[Entries taken from a pointing dataset]

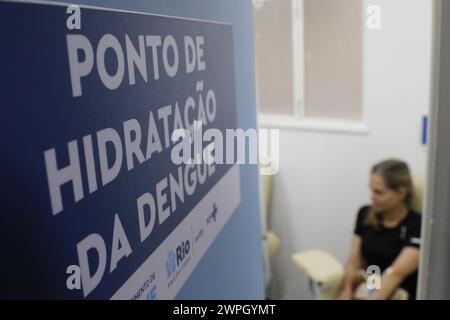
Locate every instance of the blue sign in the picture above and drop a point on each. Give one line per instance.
(88, 176)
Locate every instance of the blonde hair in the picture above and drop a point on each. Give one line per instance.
(396, 175)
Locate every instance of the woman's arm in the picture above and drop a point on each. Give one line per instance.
(354, 263)
(406, 263)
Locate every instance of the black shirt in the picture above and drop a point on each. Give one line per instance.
(381, 246)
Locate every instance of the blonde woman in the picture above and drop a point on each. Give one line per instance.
(387, 234)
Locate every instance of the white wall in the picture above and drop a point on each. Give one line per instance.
(323, 177)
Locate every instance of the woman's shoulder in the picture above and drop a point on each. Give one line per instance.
(364, 210)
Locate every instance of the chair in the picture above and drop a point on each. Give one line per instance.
(325, 273)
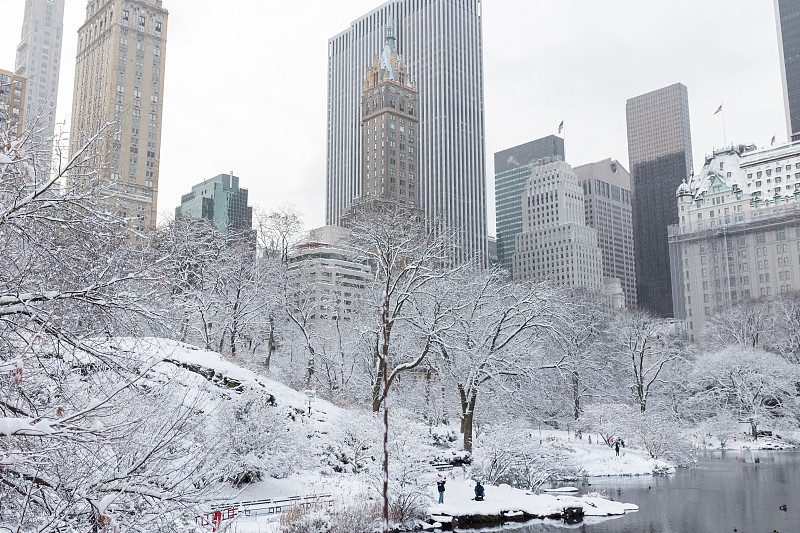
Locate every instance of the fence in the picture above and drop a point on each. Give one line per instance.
(228, 511)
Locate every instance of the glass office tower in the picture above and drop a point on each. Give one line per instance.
(660, 154)
(787, 15)
(512, 168)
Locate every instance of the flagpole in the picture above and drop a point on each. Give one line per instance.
(724, 132)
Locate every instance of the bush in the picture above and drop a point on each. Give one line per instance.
(358, 517)
(510, 456)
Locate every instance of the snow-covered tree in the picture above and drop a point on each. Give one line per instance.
(406, 260)
(752, 384)
(278, 230)
(648, 346)
(489, 330)
(748, 323)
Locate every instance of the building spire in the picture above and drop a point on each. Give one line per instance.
(386, 56)
(390, 39)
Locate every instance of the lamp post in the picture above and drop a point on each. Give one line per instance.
(310, 394)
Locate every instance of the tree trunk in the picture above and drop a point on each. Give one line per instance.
(576, 397)
(270, 341)
(468, 417)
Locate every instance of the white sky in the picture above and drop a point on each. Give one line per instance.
(245, 82)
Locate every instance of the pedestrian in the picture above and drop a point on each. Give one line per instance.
(440, 487)
(479, 492)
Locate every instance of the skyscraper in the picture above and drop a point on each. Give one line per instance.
(512, 168)
(660, 153)
(389, 129)
(220, 200)
(555, 243)
(787, 19)
(607, 198)
(39, 60)
(441, 45)
(119, 76)
(12, 101)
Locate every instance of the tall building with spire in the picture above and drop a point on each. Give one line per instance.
(607, 197)
(39, 60)
(512, 168)
(440, 42)
(12, 102)
(119, 78)
(555, 243)
(389, 129)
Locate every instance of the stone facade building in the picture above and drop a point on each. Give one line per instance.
(12, 101)
(738, 235)
(555, 242)
(119, 78)
(220, 200)
(607, 198)
(39, 60)
(660, 157)
(390, 129)
(440, 42)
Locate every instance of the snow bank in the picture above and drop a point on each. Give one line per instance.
(504, 500)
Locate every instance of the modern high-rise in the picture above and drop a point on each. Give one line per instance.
(555, 243)
(512, 168)
(334, 281)
(787, 18)
(441, 45)
(220, 200)
(39, 60)
(12, 101)
(660, 154)
(607, 199)
(119, 78)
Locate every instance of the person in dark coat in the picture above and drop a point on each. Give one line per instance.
(479, 492)
(440, 486)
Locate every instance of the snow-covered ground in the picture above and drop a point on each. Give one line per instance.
(209, 371)
(598, 460)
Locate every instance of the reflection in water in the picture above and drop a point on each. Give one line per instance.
(742, 490)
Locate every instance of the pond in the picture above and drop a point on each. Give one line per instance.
(726, 490)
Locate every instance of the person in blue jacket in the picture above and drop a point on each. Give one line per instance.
(479, 492)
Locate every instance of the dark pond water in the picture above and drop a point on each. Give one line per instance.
(727, 490)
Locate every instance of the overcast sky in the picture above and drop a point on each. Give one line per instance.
(245, 82)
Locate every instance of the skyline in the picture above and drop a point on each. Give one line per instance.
(586, 61)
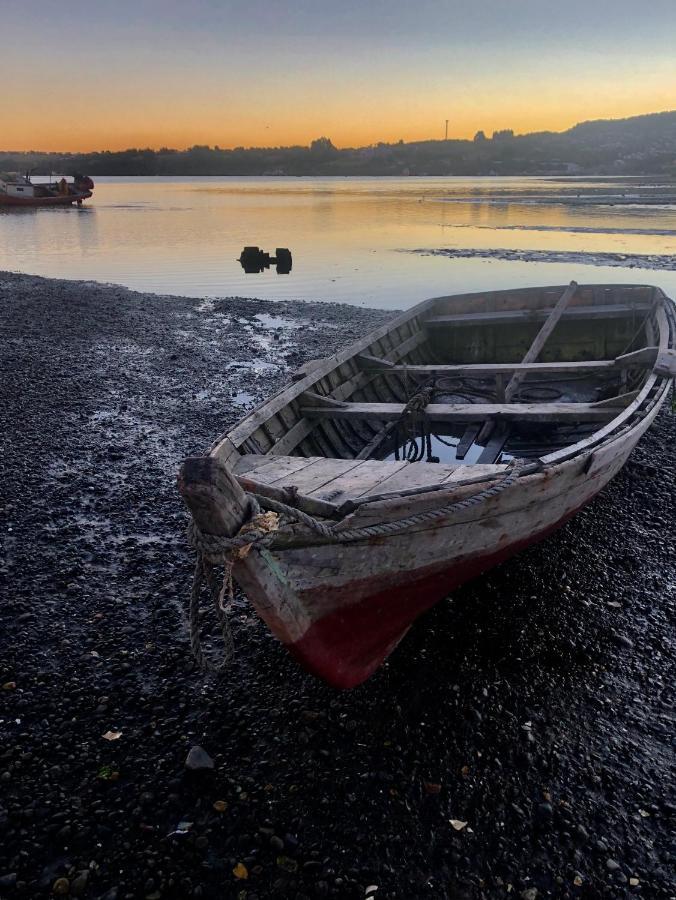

[TASK DETAILS]
Return every line in the listing above that contains the word "tree", copying each one in full.

[COMPLETED EXERCISE]
Locate every instance of the snow-covered tree in the picture above and drop a point on each. Give one line per instance.
Locate every instance of the tree trunk in the picture above and drop a point on each. Give one line per instance.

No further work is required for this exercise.